## ACTIVITY
Wherever a line holds the word "mark", copy that line from the data.

Saved data entries
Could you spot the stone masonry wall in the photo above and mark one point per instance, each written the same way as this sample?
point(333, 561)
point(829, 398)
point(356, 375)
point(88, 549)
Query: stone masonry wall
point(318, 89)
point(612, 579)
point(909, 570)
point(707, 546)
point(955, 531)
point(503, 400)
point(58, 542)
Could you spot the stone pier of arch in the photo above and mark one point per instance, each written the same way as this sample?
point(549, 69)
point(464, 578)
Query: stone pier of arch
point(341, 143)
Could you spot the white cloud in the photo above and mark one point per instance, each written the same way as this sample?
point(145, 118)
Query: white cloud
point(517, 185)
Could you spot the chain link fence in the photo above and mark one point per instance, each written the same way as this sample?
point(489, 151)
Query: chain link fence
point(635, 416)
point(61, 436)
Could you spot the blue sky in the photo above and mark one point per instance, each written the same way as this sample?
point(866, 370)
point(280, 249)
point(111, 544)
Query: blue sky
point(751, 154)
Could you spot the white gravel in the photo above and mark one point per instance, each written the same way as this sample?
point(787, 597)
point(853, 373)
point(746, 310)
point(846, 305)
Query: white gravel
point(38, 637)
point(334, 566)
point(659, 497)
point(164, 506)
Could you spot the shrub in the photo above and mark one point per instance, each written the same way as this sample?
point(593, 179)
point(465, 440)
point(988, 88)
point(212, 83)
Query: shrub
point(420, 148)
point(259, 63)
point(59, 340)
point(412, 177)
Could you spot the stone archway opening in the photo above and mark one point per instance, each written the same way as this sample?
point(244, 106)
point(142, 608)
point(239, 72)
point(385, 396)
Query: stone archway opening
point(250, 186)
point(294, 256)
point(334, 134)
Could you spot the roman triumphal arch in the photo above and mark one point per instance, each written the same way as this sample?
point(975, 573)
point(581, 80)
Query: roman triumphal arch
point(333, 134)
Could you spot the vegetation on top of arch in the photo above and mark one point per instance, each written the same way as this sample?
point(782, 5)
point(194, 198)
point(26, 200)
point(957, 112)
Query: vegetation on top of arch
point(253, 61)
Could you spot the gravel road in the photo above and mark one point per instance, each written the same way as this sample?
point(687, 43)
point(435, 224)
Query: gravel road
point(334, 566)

## COMPLETED TASK
Could you spot the stone masonry wall in the photo above and mark one point per instance, each written the same way as this sample?
Could you spot the stone pier of arch in the photo above and mark one point per instance, each written the same way as this sample?
Could you spot the white cloud in the photo above and mark one point per instance, each written the same way as this sample?
Could you spot the chain link fence in the photo above and mark one point per instance, each written the same way as this sample?
Could you spot the blue sky in the photo above and mark one point per instance, each written the same way as this sample?
Could you spot the white gravel in the photo above and mark one point per instance, each written the same way as this sample?
Could you spot the shrub in the photo above and mark one point per instance, each written the same way as this sample?
Could you spot the stone archway opening in the photo above and mark one point per instance, each written the same way as this sample?
Could you spot the roman triumphal arch in the photo above and mark one point per instance, each written the same way as this sample?
Could you spot the vegetation on top of arch in the photo above and mark one point per instance, each written the same way as this sample?
Could you spot the gravel road in the photo above and mark one point per instance, each written the same way as this sample?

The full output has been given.